Objective: Count the lines in the data below that contain the string "building". Reply with the number alone.

-- BEGIN Entries --

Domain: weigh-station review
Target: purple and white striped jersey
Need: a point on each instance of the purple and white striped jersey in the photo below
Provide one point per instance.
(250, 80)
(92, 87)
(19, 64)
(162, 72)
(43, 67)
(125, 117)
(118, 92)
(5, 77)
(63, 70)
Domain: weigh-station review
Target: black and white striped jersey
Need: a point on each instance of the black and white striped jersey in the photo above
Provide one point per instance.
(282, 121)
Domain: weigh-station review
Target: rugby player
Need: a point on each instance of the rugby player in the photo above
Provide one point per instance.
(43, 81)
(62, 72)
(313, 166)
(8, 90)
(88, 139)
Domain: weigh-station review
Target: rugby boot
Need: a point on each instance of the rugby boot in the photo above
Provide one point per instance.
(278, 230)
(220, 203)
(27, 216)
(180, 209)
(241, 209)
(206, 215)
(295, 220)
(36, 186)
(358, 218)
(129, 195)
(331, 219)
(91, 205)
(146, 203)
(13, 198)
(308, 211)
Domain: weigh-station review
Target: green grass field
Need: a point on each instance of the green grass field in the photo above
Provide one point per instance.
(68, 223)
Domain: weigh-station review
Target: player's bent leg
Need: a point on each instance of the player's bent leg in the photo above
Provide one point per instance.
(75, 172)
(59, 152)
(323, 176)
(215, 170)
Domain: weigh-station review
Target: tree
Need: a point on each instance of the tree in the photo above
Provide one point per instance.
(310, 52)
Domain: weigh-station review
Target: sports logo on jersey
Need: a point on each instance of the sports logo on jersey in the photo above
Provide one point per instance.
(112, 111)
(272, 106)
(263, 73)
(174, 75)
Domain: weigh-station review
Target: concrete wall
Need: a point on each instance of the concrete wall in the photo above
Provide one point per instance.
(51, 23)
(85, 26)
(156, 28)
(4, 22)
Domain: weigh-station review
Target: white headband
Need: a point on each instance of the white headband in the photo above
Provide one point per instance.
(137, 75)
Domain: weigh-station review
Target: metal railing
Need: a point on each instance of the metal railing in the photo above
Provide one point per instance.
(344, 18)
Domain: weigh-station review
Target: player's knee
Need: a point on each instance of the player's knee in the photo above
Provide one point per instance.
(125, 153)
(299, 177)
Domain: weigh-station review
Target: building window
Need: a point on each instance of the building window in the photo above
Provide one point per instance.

-- END Entries --

Completed exercise: 2